— WHAT NEEDS TO BE DONE —
Each line in the entries that has the word "building" has to be copied.

Free-text object descriptions
§ §
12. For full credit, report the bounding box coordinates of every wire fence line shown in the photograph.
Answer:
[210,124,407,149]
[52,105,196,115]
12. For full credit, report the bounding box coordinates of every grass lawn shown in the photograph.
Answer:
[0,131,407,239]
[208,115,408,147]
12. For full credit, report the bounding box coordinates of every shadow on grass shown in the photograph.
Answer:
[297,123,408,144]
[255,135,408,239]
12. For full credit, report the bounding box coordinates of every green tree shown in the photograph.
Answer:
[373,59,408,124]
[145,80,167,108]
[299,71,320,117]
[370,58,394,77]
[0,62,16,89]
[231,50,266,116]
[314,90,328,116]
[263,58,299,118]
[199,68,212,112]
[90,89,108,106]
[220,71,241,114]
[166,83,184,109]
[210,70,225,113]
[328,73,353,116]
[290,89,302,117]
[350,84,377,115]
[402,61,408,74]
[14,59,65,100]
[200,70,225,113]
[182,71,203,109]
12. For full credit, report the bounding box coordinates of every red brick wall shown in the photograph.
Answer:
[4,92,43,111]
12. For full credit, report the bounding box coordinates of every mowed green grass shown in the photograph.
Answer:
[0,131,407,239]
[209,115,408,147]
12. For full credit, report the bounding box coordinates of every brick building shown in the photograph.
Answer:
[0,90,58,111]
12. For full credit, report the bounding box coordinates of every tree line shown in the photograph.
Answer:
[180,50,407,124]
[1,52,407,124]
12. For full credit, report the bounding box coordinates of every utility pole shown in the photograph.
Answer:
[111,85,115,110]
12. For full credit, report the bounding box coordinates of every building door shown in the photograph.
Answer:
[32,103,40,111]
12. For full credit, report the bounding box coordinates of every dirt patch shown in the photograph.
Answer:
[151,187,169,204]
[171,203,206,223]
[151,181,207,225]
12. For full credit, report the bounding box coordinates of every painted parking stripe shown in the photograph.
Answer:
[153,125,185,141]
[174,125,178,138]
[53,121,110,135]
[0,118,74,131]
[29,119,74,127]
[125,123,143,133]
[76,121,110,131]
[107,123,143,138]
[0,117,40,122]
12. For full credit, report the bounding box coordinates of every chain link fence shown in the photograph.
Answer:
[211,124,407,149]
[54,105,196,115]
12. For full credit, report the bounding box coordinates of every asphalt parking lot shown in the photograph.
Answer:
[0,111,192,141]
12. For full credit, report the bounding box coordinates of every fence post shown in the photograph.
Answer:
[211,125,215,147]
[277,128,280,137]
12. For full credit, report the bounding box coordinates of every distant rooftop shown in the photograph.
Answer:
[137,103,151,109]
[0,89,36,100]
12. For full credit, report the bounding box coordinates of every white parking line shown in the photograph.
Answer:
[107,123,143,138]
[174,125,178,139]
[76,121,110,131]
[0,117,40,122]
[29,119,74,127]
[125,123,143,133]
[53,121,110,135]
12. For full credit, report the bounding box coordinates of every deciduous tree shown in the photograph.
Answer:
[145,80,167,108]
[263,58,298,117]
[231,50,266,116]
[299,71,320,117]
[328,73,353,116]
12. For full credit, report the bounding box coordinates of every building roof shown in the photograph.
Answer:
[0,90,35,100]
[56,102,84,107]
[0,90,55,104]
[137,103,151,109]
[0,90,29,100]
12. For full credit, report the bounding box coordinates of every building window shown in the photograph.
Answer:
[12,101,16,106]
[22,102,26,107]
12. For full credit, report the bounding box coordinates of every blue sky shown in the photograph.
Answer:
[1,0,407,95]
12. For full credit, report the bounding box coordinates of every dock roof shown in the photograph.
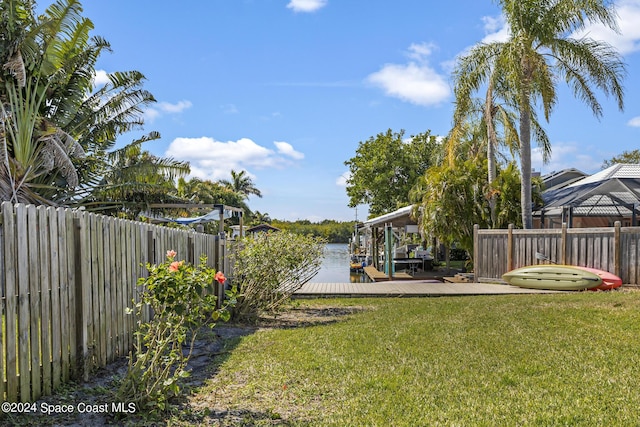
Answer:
[363,205,416,228]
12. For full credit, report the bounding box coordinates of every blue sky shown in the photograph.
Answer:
[47,0,640,221]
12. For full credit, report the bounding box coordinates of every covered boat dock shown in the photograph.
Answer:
§ §
— EXPECTED ANSWER —
12. For full credit, report the bounding box coordinates of every brick building shown in the photograph.
12. For full credit, report the bounding box coordinates of every building door shown in the photograph.
12. For full credit, report the bounding box coordinates of every building roof shown in the photograph.
12. For full credit, report the bounding box coordinates of every building window shown in the photograph.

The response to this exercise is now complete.